---------- Page excerpt ----------
Screenshot showing generated markdown

note: You can choose whether to show the code or simply show the results.

This Library helps with the Coding Side of Things

The jupyter-ijavascript-utils library is simply a collection of utility methods for Node and JavaScript Developers interested in Data Science.

Currently, we assume you'll be using nriesco's iJavaScript Jupyter Kernel and the Jupyter Lab - the latest interface for Jupyter - and the installation is fairly simple in the How to Use guide. (Although suggestions welcome)

This is not intended to be the only way to accomplish many of these tasks, and alternatives are mentioned in the documentation as available.

Screenshot of example notebook

Running on Binder

mybinder.org is a great place to run a Jupyter Notebook online.

It means you can run Jupyter Notebooks with additional kernels without having to install anything, and can try right in your browser.

Give it a try here: Binder:what can I do with this

What's New

  • 1.47 - Correct table rendering html if filter was used (#64)
---------- Dataset ----------
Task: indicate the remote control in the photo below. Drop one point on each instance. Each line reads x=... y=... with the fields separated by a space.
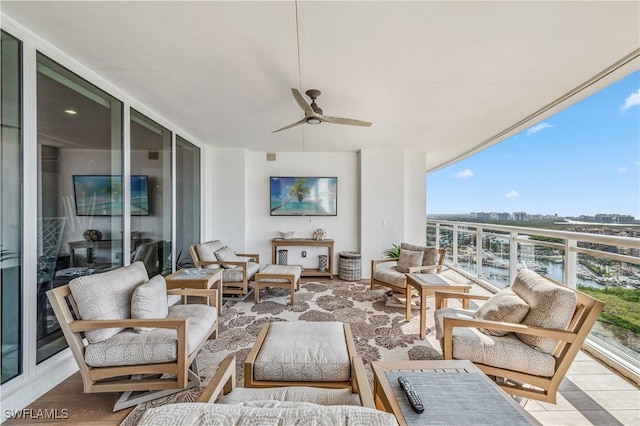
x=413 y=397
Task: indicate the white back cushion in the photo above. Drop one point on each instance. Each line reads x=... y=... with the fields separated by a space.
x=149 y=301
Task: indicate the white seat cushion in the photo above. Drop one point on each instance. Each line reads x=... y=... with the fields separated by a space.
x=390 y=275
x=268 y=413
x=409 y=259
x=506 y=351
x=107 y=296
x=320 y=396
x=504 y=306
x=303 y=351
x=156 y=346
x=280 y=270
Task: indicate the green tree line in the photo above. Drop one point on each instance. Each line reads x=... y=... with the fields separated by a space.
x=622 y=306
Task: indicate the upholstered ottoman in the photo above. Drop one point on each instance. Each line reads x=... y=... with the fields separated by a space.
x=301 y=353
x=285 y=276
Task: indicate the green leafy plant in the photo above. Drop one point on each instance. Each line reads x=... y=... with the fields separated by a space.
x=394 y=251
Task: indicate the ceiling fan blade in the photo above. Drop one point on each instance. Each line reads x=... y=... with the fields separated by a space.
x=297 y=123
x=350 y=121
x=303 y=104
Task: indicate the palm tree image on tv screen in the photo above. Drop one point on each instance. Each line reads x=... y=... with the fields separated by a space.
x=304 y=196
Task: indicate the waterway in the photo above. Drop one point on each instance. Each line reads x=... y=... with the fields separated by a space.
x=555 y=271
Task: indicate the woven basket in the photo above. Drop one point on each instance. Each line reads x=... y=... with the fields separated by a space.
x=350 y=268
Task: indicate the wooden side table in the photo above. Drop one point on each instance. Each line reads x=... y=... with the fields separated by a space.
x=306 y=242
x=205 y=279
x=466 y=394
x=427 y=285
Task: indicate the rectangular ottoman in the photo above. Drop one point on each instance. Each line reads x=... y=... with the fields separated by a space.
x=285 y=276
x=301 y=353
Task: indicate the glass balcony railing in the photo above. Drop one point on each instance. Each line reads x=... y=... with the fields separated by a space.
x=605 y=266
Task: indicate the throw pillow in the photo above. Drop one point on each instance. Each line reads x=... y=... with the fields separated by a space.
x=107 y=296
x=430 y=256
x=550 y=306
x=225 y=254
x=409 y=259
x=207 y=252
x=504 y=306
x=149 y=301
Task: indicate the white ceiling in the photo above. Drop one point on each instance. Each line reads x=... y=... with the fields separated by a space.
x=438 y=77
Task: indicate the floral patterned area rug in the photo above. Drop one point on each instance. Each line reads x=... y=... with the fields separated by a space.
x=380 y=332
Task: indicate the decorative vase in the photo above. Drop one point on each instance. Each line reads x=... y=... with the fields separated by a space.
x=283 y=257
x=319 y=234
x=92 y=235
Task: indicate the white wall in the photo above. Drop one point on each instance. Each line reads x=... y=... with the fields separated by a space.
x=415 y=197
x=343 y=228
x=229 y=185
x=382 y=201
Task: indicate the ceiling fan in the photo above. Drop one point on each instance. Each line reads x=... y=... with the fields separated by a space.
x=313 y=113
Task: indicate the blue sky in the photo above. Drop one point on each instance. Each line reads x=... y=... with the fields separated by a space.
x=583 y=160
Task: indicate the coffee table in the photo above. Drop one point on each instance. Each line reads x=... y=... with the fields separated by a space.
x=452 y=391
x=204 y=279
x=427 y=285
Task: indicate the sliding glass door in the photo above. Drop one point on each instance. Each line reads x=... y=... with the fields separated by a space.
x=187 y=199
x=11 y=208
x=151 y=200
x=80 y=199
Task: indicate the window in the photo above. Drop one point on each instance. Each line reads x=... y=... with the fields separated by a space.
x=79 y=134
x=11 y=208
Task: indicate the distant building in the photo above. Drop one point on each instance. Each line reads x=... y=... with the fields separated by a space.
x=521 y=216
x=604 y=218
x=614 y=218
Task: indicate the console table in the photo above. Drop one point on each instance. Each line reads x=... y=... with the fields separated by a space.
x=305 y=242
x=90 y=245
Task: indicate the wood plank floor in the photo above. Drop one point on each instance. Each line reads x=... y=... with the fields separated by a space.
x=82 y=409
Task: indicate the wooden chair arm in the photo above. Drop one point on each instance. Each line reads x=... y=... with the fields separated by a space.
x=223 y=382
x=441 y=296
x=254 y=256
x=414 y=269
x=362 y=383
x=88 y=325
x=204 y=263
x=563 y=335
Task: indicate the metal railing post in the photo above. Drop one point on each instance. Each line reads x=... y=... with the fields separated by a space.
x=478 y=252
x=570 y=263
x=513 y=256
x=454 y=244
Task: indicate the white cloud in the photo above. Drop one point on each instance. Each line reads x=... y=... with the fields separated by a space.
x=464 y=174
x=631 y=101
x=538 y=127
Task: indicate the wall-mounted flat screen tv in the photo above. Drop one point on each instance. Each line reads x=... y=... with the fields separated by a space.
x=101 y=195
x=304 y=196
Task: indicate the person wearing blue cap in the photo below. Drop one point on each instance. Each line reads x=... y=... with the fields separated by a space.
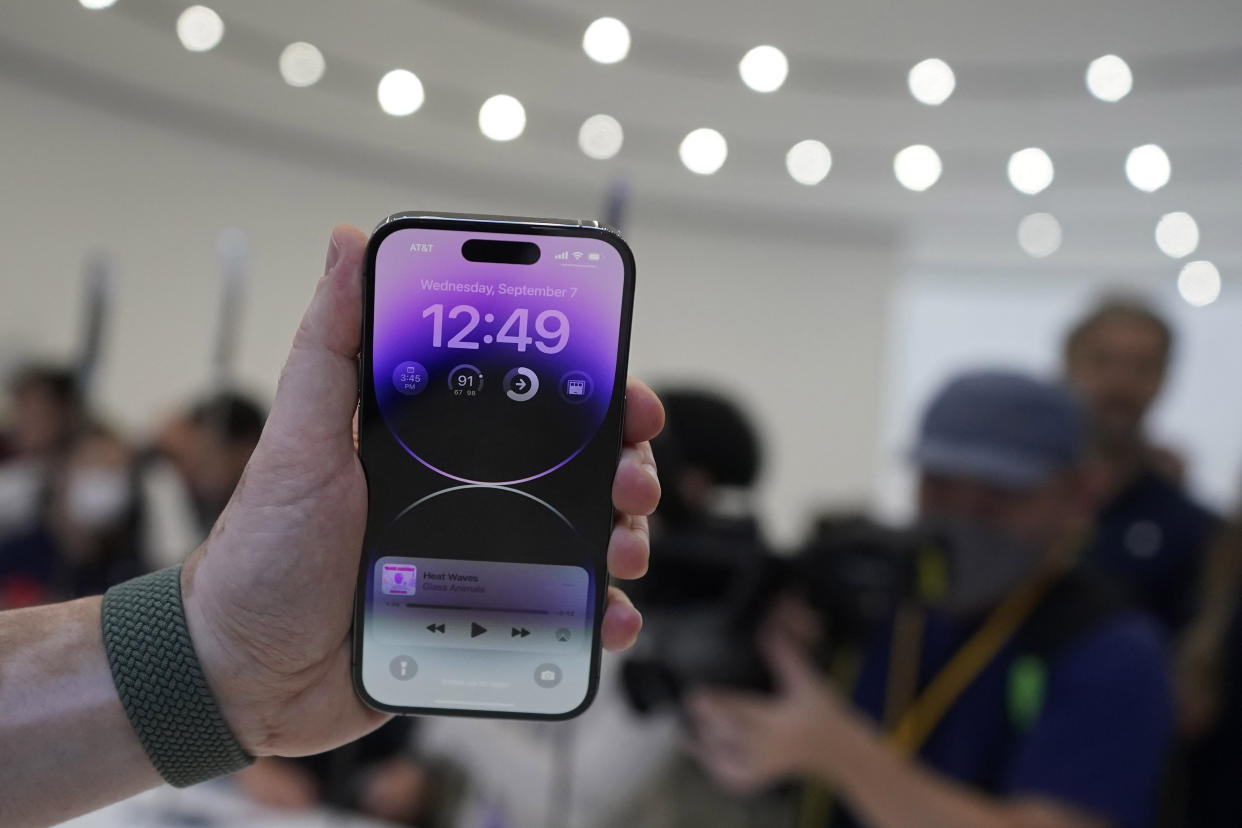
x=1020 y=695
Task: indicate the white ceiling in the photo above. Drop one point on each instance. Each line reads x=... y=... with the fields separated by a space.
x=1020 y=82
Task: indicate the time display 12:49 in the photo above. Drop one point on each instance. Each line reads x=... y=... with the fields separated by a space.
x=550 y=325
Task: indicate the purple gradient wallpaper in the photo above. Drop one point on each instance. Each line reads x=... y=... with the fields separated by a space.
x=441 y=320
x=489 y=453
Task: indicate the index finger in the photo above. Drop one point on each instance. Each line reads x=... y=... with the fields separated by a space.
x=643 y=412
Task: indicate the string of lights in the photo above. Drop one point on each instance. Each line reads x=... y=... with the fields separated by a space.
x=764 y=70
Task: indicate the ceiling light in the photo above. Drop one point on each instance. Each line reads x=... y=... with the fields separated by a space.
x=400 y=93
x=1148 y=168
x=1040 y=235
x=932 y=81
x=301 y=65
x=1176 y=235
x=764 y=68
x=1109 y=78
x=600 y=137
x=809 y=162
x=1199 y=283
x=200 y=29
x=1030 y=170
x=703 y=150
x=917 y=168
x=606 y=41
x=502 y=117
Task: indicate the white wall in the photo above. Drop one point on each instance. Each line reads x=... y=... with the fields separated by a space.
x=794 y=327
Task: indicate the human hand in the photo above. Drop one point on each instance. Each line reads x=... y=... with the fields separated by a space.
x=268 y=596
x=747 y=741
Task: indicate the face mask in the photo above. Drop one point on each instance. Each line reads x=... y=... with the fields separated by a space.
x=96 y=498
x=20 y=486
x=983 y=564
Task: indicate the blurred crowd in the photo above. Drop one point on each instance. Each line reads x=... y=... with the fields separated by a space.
----------
[Exercise requirements]
a – Please extract the stretch of the library excerpt from "note: You can" through "documentation as available.".
b – In the library excerpt, what does version 1.47 correct?

[Answers for the exercise]
a –
note: You can choose whether to show the code or simply show the results.

This Library helps with the Coding Side of Things

The jupyter-ijavascript-utils library is simply a collection of utility methods for Node and JavaScript Developers interested in Data Science.

Currently, we assume you'll be using nriesco's iJavaScript Jupyter Kernel and the Jupyter Lab - the latest interface for Jupyter - and the installation is fairly simple in the How to Use guide. (Although suggestions welcome)

This is not intended to be the only way to accomplish many of these tasks, and alternatives are mentioned in the documentation as available.

b – Table rendering HTML when a filter was used.